____ PAGE TEXT

The 1850s and 1860s saw a rapid increase in the popularity of cricket in Australia. In the Western District of Victoria, from the early 1860s onwards, cricket matches took place between Aboriginal Australians and European settlers at local pastoral properties, where many Aboriginal people were employed as station hands. The Aboriginal people were admired for their athletic skills and, in early 1866, a series of matches were staged with the intention of selecting the strongest possible Aboriginal XI. Thomas Gibson Hamilton of Bringalbert Station, near Edenhope, created a team which he coached. They played an exhibition match at Hamilton, which gained the attention of Tom Wills.

The resulting team was initially coached by local pastoralist William Hayman. Coaching duties were later turned over to Wills, captain of the Victoria cricket team and founder of Australian rules football, who spoke to the team in the Djab Wurrung language he had learnt as a child growing up in the Western District among the Djab Wurrung people. To commentators at the time, Wills' decision to join and help the team was something of a puzzle given that, only five years earlier, he had survived the Cullin-la-ringo massacre in Queensland, in which his father and 18 other European colonists were murdered by local indigenous people. "It was always a matter of wonder how Tom could be friendly with the blacks, considering that they murdered his father", one sportswriter noted.

________

** REQUIRED ACTION 1 **
Reproduce the stretch from "The resulting team" through "one sportswriter noted." from the passage on early Aboriginal cricket in Australia.
** REQUIRED ACTION 2 **
In the passage on early Aboriginal cricket in Australia, what language did Wills use when speaking to the team?

____ DATASET ENTRIES

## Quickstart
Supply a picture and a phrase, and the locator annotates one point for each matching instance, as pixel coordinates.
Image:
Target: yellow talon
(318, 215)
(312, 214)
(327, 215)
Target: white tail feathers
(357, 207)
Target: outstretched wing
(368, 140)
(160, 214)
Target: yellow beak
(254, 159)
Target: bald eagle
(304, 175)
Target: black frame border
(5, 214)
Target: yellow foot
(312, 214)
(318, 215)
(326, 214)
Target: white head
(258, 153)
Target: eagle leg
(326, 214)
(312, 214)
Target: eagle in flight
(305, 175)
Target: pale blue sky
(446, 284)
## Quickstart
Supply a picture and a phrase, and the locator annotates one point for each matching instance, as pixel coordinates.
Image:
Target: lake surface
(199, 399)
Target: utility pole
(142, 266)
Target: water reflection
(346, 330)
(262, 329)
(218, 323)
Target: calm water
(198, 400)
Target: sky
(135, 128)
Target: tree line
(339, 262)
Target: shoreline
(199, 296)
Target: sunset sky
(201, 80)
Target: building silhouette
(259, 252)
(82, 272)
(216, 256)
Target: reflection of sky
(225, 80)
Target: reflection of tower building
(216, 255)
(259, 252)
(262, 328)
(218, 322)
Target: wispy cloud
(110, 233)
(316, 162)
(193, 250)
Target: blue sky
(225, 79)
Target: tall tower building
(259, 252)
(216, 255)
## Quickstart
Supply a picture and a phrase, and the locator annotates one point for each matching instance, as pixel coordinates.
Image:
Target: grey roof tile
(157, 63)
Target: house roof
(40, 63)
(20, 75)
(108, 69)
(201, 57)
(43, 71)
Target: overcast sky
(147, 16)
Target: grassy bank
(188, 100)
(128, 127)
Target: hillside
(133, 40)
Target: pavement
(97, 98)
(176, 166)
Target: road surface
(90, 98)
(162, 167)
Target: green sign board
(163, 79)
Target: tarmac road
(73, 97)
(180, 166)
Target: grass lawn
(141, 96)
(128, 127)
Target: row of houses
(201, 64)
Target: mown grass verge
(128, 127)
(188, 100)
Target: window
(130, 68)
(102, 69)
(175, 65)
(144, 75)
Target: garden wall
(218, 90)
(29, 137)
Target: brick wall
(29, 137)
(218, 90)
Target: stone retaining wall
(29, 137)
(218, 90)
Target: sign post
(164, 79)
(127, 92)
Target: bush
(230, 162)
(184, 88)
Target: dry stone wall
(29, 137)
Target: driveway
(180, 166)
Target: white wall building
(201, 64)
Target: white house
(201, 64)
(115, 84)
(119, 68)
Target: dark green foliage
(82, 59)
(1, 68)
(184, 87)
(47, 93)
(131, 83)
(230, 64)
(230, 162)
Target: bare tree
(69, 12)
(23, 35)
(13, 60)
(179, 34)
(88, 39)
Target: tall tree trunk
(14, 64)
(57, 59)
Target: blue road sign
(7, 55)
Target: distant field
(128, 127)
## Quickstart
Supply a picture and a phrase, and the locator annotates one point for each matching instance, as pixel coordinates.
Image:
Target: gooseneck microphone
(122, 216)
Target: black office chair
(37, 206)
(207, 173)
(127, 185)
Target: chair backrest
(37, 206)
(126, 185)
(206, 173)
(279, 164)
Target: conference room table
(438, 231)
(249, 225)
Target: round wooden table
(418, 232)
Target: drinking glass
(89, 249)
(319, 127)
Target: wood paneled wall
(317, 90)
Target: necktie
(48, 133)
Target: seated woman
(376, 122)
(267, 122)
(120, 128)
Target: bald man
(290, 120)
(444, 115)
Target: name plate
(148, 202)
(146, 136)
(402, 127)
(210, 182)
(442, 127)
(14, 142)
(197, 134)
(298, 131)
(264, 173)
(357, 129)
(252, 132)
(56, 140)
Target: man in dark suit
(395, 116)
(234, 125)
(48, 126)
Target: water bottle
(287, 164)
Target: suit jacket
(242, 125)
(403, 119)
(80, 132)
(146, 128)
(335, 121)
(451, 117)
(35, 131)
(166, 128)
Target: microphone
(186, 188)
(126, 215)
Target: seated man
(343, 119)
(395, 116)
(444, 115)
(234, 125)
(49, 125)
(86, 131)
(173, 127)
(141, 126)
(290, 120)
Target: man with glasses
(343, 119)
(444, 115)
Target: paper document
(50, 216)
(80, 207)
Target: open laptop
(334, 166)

________

** ANSWER SPACE 1 **
The resulting team was initially coached by local pastoralist William Hayman. Coaching duties were later turned over to Wills, captain of the Victoria cricket team and founder of Australian rules football, who spoke to the team in the Djab Wurrung language he had learnt as a child growing up in the Western District among the Djab Wurrung people. To commentators at the time, Wills' decision to join and help the team was something of a puzzle given that, only five years earlier, he had survived the Cullin-la-ringo massacre in Queensland, in which his father and 18 other European colonists were murdered by local indigenous people. "It was always a matter of wonder how Tom could be friendly with the blacks, considering that they murdered his father", one sportswriter noted.

** ANSWER SPACE 2 **
The Djab Wurrung language.